**Task to complete:** Only the lines from the one containing "Indicate the reflection of clock" through the last line below should be written out, exactly and with both ends kept.

(Data entries)
=-=-=-=-=
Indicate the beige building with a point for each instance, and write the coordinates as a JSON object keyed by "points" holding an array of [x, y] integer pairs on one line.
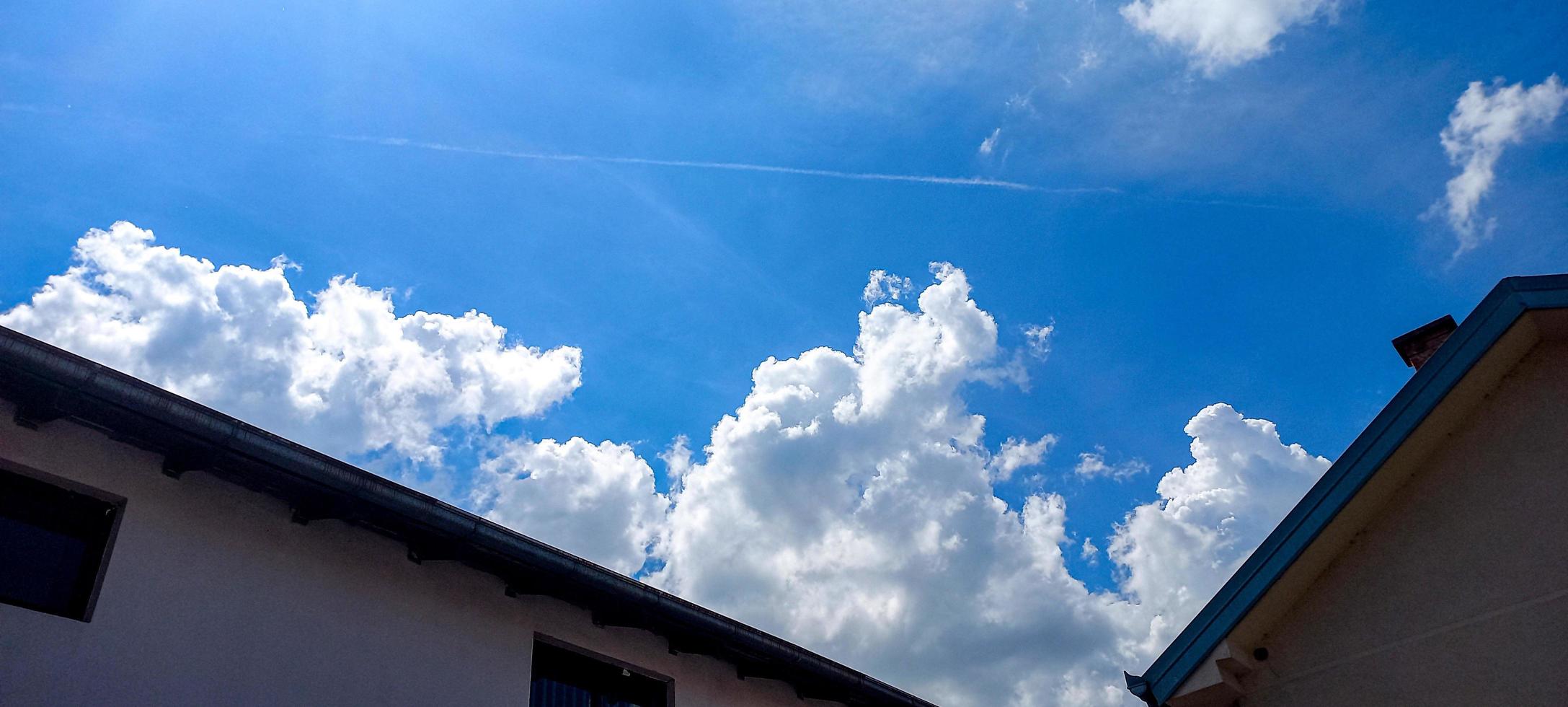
{"points": [[157, 552], [1429, 566]]}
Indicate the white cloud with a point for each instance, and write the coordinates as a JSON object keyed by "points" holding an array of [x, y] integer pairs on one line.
{"points": [[1089, 550], [988, 144], [1094, 465], [1019, 454], [847, 504], [593, 501], [1038, 339], [883, 287], [1481, 126], [1222, 33], [345, 374], [1211, 513]]}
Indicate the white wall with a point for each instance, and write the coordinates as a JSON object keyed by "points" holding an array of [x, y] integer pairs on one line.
{"points": [[1457, 590], [212, 596]]}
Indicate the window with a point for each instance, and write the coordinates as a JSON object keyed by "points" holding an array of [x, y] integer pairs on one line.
{"points": [[568, 679], [54, 545]]}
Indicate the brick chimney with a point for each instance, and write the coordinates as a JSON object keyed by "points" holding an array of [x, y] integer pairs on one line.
{"points": [[1419, 343]]}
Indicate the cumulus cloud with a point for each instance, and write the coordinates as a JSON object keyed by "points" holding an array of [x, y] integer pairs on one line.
{"points": [[847, 504], [1038, 339], [988, 144], [1222, 33], [342, 374], [1018, 454], [593, 501], [1481, 126], [1211, 513], [1094, 465], [885, 287]]}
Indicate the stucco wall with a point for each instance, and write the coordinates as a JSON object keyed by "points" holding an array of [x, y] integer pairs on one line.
{"points": [[212, 596], [1457, 592]]}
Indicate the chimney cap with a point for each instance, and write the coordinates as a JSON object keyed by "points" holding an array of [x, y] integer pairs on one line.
{"points": [[1418, 346]]}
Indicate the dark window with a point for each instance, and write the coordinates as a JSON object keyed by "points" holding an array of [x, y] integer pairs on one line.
{"points": [[568, 679], [54, 543]]}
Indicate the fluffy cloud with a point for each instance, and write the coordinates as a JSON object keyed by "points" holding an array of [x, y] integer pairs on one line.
{"points": [[847, 504], [1481, 126], [1211, 513], [885, 287], [1094, 465], [1038, 339], [1222, 33], [595, 501], [344, 375], [988, 144], [1018, 454]]}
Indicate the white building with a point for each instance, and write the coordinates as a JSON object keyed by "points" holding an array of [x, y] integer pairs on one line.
{"points": [[154, 550], [1429, 566]]}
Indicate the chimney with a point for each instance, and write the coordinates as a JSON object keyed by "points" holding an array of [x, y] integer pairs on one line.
{"points": [[1419, 343]]}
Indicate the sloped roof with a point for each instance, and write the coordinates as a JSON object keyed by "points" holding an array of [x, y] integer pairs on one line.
{"points": [[48, 383], [1492, 319]]}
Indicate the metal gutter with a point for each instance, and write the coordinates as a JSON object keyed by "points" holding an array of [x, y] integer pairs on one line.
{"points": [[48, 383], [1497, 312]]}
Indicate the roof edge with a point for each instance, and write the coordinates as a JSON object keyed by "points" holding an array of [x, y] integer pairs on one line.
{"points": [[1410, 406], [50, 383]]}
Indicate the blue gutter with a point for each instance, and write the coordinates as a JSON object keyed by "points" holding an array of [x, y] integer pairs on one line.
{"points": [[1346, 477]]}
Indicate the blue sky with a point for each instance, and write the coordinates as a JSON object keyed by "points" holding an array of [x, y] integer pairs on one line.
{"points": [[1252, 232]]}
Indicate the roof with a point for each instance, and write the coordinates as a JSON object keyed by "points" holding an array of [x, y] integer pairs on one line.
{"points": [[48, 383], [1492, 319]]}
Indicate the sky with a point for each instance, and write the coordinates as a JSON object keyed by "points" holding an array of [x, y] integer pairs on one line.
{"points": [[973, 343]]}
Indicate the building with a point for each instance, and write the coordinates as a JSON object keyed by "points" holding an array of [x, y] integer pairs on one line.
{"points": [[154, 550], [1430, 563]]}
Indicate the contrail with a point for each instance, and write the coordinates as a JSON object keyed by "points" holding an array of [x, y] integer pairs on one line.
{"points": [[739, 167]]}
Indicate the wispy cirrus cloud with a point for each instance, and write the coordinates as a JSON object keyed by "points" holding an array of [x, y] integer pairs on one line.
{"points": [[738, 167]]}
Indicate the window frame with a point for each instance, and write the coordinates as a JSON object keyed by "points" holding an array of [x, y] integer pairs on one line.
{"points": [[117, 502], [608, 660]]}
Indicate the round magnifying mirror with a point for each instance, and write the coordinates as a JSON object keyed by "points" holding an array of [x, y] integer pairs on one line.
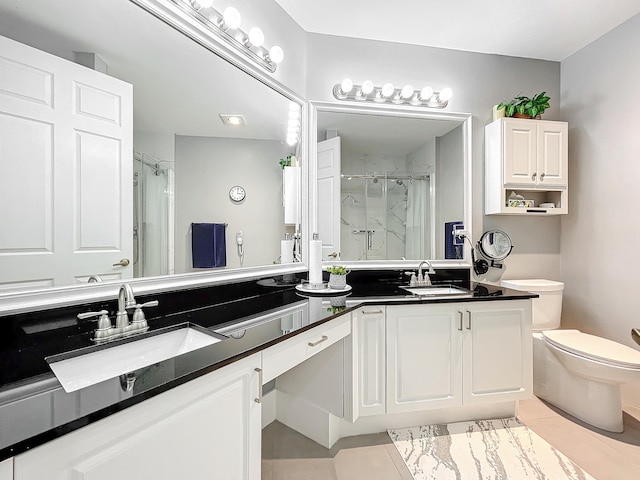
{"points": [[495, 245]]}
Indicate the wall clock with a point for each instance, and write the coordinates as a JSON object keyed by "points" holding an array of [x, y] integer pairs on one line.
{"points": [[237, 193]]}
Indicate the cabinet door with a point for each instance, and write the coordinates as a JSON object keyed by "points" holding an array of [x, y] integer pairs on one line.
{"points": [[423, 357], [519, 154], [368, 362], [553, 154], [6, 469], [207, 428], [497, 352]]}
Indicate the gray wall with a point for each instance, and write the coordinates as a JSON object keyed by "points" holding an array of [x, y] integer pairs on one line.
{"points": [[601, 233], [206, 168], [479, 81]]}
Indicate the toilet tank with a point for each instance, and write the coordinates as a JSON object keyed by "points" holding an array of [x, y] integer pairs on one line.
{"points": [[547, 309]]}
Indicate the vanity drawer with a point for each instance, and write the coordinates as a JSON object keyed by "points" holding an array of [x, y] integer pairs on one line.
{"points": [[281, 357]]}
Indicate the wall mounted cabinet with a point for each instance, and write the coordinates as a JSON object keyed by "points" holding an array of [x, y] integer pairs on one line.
{"points": [[529, 157]]}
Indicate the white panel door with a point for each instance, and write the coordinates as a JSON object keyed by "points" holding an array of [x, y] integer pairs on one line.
{"points": [[497, 352], [369, 362], [424, 358], [553, 154], [66, 171], [208, 428], [520, 143], [329, 160]]}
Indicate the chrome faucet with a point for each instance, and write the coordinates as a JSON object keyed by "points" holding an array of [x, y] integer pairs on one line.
{"points": [[125, 300], [424, 280]]}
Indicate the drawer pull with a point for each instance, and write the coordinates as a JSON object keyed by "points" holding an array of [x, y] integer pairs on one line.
{"points": [[313, 344], [259, 399]]}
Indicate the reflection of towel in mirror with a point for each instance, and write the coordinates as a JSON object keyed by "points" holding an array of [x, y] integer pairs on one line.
{"points": [[208, 245]]}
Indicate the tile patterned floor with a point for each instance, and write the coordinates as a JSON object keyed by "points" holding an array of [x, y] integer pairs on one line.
{"points": [[287, 455]]}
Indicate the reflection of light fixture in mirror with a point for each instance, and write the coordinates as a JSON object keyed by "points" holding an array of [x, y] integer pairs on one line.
{"points": [[233, 120], [405, 96], [220, 25]]}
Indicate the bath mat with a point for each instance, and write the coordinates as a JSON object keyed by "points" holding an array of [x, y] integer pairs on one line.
{"points": [[485, 449]]}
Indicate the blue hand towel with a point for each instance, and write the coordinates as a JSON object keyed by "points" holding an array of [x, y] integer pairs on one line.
{"points": [[208, 245]]}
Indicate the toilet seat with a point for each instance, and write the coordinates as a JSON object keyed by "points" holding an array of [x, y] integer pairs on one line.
{"points": [[593, 347]]}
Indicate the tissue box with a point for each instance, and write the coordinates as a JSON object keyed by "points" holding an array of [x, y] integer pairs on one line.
{"points": [[520, 203]]}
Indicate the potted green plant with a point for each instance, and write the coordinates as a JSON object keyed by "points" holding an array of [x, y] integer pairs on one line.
{"points": [[524, 107], [337, 277]]}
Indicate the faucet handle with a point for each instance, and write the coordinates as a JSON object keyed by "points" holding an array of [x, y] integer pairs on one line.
{"points": [[104, 329], [139, 321]]}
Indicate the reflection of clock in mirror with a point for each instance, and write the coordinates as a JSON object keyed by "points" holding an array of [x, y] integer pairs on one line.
{"points": [[237, 193]]}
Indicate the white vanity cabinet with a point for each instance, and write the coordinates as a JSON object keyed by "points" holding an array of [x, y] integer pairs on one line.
{"points": [[6, 469], [442, 355], [529, 157], [207, 428], [424, 358], [367, 350]]}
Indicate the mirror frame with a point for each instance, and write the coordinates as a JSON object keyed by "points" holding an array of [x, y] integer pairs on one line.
{"points": [[37, 300], [316, 107]]}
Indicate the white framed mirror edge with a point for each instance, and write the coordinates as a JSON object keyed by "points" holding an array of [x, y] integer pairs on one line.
{"points": [[12, 303], [393, 111]]}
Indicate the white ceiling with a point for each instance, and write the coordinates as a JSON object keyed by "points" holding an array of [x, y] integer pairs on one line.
{"points": [[542, 29]]}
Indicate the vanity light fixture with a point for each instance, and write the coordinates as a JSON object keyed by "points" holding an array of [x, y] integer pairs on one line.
{"points": [[226, 27], [407, 95], [233, 120]]}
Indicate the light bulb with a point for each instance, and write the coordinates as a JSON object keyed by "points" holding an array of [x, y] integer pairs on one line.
{"points": [[407, 91], [346, 85], [387, 90], [231, 17], [426, 93], [256, 37], [276, 54], [445, 94]]}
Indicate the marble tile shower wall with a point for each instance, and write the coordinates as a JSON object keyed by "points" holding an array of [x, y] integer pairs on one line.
{"points": [[376, 207]]}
=-=-=-=-=
**Answer section:**
Indicate the reflection of clock in mirror with a point for each instance, and write the coordinates as a JSON object keyed by "points" holding an array of [x, y] integer pairs on one line.
{"points": [[237, 193]]}
Indicate the white vanity cabinet with a point for each instance, and write the coordinates as a JSON object keyed by "points" holding an array of [x, y] integer pairs on one line.
{"points": [[6, 469], [442, 355], [529, 157], [207, 428], [424, 358], [367, 350]]}
Indicate the mirror frame with a point for each instance, and write the coordinates as a JSON object keyed by "points" holding an array of [x, y] integer pairs on one line.
{"points": [[37, 300], [316, 107]]}
Indicate the white framed mirror edge with a point for each instance, and write the coordinates as a JSON object keyed by "points" holding an array of [x, y] integer pairs on one line.
{"points": [[12, 303], [393, 111]]}
Indicate the white ceiling with a point for each instance, and write the coordinates as a JSON object keyed by "points" holding an array of [x, y] integer pairs on one line.
{"points": [[542, 29]]}
Indicate the vanity light fixture with a point for each instance, and write the coordinates as a JSON object keyed by "points" holding an array of [x, y] integer pairs on one line.
{"points": [[226, 27], [407, 95], [233, 120]]}
Indicate the light bulb with a point for each instance, and write the coordinates as a JSON object keyed by "points" holding an array of [x, y] integer pairs on one line.
{"points": [[407, 91], [346, 85], [387, 90], [231, 17], [426, 93], [256, 37], [276, 54], [445, 94]]}
Indicate the marble tile shower wall with a point for each instance, and write the coordinates as a JSON object keyed by "points" holding an array of [x, y] integer pairs on one line.
{"points": [[376, 207]]}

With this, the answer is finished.